§ **Prompt**:
Output the lines of the material as a Markdown table with the columns Row and Line, leaving out blank lines. Begin at the line that contains "Highlight marine in camouflage uniform." and stop after the line that contains "left=0, top=801, right=817, bottom=1456", including both.
* Start Records supplied *
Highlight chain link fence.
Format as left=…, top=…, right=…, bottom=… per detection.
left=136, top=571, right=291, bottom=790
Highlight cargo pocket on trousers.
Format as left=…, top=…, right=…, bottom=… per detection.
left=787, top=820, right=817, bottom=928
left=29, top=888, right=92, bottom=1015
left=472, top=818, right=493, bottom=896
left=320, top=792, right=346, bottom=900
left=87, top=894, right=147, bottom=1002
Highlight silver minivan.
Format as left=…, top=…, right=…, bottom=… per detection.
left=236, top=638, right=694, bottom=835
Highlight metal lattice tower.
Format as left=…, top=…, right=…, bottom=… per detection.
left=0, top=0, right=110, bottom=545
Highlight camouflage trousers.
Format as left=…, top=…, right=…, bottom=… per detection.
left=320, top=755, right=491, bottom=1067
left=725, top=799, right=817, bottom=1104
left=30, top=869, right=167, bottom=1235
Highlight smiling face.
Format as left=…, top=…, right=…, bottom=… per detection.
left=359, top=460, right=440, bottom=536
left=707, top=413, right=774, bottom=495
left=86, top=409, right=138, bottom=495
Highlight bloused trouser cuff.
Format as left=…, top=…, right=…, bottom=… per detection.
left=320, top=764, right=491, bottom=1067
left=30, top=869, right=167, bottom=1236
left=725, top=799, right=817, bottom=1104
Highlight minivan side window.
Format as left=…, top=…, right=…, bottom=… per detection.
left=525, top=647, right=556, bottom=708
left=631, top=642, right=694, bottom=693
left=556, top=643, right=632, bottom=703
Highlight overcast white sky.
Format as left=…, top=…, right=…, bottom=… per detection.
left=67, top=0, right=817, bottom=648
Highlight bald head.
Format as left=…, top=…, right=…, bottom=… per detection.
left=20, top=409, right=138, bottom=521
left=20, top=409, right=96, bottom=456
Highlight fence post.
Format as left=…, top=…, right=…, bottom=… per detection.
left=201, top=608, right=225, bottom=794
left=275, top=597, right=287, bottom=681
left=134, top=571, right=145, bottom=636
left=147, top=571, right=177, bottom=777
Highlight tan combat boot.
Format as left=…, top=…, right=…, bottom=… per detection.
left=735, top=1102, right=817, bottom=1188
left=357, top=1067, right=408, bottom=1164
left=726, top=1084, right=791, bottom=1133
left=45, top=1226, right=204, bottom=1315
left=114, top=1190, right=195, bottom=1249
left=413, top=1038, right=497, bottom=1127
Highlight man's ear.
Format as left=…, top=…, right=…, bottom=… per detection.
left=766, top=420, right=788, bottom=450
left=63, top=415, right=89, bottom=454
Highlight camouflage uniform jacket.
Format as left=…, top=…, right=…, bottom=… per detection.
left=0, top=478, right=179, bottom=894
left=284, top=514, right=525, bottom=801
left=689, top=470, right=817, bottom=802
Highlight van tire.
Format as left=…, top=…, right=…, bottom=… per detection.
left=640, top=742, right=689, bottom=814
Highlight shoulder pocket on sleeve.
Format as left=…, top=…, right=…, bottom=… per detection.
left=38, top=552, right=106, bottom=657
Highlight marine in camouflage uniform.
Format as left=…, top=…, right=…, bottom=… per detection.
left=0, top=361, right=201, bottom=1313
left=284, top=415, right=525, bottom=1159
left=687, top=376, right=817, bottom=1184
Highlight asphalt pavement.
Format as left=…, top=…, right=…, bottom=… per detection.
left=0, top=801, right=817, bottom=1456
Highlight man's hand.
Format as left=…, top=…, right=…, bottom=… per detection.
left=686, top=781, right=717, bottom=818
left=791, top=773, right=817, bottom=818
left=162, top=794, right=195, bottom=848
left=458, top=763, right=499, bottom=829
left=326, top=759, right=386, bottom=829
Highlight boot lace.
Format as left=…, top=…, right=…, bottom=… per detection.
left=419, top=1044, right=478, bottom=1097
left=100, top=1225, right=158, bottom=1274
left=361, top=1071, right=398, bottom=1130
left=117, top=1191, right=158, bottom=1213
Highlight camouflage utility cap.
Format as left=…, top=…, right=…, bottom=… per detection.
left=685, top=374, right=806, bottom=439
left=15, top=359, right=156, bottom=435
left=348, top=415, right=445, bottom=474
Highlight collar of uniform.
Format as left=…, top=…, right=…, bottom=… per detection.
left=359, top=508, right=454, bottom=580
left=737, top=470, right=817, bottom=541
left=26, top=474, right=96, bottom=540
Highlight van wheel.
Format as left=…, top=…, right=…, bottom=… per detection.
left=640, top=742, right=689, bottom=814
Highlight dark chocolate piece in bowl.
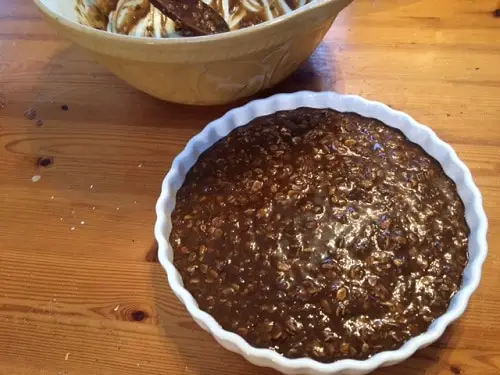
* End Records supplied *
§ **Exercise response**:
| Row | Line |
|---|---|
| 1 | Highlight marine in camouflage uniform. |
| 2 | Format as left=…, top=…, right=…, bottom=… per detection. |
| 3 | left=0, top=361, right=201, bottom=1313 |
| 4 | left=284, top=415, right=525, bottom=1159 |
| 5 | left=687, top=376, right=817, bottom=1184 |
| 6 | Highlight asphalt pavement. |
| 7 | Format as left=…, top=…, right=…, bottom=… per detection. |
| 8 | left=0, top=801, right=817, bottom=1456 |